> [Aim of the task]: Find the line containing "Task: Find the golden" in the material below; copy that line and all following lines exactly.

> [Data supplied]:
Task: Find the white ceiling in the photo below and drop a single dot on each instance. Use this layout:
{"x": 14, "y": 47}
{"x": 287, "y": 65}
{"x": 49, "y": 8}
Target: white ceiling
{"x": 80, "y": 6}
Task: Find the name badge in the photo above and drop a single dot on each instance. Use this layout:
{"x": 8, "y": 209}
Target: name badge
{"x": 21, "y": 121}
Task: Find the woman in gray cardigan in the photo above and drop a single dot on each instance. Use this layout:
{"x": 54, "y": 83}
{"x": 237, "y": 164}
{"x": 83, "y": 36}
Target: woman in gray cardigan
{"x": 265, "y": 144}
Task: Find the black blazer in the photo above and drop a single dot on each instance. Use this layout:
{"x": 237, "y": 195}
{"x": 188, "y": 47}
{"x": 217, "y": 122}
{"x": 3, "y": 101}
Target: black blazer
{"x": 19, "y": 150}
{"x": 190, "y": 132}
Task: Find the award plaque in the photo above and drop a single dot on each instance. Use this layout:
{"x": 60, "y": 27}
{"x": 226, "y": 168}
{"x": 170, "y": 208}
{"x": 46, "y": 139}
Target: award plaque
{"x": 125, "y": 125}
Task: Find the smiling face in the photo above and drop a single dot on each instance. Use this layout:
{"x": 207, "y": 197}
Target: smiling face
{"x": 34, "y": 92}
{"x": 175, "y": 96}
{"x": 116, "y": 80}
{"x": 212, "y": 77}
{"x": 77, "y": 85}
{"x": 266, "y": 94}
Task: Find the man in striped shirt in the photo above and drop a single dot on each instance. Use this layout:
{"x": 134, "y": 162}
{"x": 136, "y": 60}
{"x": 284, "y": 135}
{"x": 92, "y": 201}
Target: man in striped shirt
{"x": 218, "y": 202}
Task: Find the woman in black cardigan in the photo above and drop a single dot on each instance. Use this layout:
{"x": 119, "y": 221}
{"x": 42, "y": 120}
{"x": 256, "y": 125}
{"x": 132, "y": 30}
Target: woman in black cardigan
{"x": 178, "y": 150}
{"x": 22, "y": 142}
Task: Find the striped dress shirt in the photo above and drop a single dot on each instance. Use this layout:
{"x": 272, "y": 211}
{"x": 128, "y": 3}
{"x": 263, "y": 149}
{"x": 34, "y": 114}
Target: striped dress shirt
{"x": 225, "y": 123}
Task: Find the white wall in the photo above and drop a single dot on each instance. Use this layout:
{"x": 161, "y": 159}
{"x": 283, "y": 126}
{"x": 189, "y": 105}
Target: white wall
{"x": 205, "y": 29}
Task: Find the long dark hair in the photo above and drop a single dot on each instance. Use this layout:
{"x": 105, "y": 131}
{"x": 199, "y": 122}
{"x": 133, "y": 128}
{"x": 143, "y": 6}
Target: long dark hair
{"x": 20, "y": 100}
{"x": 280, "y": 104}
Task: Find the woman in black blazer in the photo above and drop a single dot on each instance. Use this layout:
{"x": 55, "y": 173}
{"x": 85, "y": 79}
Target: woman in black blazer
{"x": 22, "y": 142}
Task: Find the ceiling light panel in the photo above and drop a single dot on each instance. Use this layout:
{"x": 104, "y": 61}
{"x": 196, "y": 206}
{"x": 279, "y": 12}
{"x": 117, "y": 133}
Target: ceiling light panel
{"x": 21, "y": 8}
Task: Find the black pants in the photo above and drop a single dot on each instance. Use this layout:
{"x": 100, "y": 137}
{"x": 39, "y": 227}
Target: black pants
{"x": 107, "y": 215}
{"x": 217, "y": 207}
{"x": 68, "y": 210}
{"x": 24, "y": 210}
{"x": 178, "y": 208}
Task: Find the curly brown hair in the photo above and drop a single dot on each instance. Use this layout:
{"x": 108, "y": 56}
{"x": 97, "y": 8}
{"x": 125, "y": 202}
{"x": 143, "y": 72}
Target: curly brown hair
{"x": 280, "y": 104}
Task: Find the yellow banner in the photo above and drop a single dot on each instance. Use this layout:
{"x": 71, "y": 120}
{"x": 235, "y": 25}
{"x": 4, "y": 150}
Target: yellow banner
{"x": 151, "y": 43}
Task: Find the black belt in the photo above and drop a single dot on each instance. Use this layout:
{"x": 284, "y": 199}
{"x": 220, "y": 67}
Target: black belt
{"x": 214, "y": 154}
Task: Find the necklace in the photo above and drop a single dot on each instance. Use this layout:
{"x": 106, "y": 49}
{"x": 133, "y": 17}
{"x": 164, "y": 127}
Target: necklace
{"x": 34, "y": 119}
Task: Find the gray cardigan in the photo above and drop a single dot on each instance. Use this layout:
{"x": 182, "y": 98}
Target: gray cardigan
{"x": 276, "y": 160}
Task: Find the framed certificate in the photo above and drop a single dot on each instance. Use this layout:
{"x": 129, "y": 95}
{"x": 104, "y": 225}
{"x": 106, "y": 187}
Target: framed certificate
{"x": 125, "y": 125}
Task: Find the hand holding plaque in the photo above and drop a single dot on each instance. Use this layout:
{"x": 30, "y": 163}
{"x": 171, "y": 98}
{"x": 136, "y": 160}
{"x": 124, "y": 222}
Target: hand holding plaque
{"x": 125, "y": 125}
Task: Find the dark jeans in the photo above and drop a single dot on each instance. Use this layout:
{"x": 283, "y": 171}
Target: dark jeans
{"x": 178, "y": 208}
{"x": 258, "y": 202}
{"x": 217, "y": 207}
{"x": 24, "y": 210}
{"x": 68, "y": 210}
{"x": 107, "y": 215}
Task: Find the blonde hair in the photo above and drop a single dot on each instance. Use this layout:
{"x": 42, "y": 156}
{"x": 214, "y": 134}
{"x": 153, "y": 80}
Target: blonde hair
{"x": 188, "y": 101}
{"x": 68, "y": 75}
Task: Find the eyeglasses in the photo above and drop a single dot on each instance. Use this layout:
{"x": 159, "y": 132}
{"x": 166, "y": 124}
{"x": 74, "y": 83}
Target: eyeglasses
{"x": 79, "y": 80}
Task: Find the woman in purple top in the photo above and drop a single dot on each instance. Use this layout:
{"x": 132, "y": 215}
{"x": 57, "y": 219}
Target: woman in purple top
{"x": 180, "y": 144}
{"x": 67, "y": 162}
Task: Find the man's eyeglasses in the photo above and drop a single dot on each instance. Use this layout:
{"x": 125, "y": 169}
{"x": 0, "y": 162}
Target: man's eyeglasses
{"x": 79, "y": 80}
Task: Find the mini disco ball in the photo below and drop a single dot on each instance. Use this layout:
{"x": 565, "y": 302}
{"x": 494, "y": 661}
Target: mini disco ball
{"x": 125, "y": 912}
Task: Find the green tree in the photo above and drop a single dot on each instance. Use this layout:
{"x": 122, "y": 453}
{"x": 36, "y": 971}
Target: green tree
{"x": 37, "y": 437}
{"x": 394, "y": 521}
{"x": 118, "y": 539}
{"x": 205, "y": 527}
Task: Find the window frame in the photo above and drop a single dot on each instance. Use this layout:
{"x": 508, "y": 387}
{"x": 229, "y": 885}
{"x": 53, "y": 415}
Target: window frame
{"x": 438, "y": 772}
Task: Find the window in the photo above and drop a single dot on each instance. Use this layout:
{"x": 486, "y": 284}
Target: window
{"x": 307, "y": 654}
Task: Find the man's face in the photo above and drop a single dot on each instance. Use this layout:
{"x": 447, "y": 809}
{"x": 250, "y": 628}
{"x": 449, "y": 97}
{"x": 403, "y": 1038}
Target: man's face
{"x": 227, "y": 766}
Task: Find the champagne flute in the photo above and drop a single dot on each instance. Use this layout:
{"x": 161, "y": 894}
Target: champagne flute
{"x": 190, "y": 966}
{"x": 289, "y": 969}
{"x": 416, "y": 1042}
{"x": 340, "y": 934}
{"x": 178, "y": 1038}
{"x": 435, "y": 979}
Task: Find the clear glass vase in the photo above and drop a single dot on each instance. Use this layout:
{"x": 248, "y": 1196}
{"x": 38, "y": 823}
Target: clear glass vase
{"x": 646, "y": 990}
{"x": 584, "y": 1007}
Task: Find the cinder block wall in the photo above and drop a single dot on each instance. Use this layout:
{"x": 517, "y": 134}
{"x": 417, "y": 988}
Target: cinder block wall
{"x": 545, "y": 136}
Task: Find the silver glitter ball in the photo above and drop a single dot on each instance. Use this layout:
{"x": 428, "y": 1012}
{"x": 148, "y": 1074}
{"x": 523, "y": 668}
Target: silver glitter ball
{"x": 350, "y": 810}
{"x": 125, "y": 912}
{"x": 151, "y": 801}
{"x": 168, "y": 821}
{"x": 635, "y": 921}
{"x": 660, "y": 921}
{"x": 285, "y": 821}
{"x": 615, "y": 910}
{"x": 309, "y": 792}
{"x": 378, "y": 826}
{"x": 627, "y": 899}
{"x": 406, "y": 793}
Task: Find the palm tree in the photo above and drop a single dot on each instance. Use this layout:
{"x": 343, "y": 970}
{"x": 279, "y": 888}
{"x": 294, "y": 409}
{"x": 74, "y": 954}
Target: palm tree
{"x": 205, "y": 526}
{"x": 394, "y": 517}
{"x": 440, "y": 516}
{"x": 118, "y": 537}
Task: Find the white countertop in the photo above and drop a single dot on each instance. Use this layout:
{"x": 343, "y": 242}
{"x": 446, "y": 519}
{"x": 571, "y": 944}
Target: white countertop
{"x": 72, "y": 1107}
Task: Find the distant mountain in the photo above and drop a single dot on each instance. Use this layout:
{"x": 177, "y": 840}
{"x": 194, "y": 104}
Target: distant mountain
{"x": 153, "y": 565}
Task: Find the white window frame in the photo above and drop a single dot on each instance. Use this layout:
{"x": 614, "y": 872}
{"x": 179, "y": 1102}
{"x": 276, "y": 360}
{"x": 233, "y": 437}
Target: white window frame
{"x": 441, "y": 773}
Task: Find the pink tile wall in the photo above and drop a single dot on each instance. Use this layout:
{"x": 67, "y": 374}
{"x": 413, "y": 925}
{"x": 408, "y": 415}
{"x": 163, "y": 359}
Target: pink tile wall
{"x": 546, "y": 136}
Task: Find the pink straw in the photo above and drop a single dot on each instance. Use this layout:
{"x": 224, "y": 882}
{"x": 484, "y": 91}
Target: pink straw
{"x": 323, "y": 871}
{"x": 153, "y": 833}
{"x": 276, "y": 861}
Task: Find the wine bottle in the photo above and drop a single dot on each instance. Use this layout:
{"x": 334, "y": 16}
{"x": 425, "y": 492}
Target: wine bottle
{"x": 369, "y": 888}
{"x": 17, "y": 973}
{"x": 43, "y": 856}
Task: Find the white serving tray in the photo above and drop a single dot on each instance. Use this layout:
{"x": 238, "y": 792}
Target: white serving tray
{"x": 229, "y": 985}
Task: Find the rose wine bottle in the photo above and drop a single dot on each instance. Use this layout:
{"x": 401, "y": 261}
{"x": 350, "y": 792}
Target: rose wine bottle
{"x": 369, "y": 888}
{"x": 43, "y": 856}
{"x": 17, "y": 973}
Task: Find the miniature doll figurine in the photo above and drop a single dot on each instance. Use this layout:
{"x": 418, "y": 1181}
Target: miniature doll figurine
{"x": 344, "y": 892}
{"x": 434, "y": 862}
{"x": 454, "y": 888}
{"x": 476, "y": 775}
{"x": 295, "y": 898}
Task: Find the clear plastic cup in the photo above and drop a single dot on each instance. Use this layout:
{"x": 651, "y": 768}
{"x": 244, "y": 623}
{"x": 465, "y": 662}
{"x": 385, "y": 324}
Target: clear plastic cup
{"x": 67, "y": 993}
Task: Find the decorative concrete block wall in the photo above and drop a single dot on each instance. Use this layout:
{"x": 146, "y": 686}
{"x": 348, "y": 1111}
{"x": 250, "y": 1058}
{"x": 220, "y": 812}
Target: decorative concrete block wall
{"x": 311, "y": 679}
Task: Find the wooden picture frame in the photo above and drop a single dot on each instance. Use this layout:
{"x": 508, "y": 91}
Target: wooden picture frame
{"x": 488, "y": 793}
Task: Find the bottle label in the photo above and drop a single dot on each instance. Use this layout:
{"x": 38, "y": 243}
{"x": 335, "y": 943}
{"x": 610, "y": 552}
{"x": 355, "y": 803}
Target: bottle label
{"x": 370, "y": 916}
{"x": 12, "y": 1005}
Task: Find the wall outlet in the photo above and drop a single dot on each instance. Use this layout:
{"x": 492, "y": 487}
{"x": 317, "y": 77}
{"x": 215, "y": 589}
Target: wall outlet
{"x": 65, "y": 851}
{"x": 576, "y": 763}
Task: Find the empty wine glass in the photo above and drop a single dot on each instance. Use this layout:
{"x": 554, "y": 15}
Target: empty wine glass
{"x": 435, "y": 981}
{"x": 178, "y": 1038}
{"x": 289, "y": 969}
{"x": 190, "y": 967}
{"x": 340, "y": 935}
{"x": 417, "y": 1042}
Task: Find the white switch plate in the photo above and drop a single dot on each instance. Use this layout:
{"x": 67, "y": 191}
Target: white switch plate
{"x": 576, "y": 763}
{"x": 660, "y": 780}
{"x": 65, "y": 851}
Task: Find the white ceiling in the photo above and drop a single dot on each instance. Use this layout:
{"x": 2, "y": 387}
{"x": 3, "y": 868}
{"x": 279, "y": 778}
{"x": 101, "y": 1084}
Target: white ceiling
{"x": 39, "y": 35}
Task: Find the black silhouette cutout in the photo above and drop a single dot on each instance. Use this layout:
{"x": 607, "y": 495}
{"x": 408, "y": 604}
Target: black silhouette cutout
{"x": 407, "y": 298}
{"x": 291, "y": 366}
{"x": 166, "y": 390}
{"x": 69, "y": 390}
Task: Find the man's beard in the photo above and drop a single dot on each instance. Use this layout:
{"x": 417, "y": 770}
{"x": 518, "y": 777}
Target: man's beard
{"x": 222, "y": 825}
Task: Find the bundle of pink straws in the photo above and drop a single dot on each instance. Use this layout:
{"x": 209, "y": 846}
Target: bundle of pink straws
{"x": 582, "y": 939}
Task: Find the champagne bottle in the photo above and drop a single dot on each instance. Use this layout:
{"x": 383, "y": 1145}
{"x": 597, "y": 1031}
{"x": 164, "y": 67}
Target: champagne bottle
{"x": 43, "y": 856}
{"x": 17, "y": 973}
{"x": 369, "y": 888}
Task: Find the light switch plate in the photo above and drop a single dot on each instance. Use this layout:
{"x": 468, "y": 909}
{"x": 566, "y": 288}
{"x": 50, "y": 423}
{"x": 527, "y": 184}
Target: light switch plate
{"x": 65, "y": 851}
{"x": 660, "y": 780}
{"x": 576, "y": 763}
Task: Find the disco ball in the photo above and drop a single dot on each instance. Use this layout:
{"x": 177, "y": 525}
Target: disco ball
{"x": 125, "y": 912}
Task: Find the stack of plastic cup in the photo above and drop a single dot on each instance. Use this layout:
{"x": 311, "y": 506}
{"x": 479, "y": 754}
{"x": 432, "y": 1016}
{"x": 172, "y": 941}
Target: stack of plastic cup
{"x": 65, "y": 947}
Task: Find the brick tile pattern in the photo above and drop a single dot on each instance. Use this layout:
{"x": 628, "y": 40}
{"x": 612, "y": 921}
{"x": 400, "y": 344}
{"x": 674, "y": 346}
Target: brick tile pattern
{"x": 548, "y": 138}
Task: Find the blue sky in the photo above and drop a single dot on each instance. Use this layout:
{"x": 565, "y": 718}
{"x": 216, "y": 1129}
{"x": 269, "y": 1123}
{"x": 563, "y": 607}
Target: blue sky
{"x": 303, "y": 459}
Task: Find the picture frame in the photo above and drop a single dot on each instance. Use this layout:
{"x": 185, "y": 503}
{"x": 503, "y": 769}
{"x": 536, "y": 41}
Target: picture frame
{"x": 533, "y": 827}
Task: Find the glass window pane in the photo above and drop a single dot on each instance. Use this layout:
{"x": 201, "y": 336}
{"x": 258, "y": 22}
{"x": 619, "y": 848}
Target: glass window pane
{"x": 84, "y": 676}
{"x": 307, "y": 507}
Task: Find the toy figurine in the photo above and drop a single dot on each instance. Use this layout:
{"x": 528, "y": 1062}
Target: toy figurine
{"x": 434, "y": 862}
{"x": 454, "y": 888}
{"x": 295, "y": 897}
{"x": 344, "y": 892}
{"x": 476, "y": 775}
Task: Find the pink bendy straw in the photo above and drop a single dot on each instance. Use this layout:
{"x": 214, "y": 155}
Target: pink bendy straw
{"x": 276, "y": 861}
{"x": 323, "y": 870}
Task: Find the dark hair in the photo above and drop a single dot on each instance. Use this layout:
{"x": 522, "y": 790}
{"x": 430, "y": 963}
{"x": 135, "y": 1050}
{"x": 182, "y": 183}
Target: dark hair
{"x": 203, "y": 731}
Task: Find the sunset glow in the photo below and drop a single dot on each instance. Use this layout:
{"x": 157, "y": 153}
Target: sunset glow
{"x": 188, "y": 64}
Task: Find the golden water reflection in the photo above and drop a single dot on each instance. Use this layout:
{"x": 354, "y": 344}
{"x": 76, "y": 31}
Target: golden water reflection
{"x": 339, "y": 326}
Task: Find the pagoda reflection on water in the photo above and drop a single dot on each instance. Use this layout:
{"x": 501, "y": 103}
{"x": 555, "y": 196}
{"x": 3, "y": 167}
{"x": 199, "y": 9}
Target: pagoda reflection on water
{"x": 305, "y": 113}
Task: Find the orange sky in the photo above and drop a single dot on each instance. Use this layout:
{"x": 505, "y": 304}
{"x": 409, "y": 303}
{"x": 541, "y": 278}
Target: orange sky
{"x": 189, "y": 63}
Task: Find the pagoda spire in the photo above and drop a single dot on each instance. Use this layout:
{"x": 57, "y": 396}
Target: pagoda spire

> [Correct answer]:
Task: Find the golden water reflection in the photo above and drop a single dot on each instance. Use this layout:
{"x": 354, "y": 344}
{"x": 76, "y": 31}
Target: golden water reflection
{"x": 339, "y": 326}
Task: Find the pagoda reflection on water in the photo above and drop a single dot on each instance. Use this layout:
{"x": 501, "y": 103}
{"x": 555, "y": 196}
{"x": 3, "y": 167}
{"x": 199, "y": 9}
Target: pagoda reflection on water
{"x": 305, "y": 113}
Task: Find the orange sky in the photo above and drop a single dot on each instance. Use this layout:
{"x": 505, "y": 304}
{"x": 409, "y": 303}
{"x": 541, "y": 278}
Target: orange sky
{"x": 189, "y": 63}
Task: Find the pagoda spire in the photo above and drop a single dot on each instance. Use this layout:
{"x": 57, "y": 396}
Target: pagoda spire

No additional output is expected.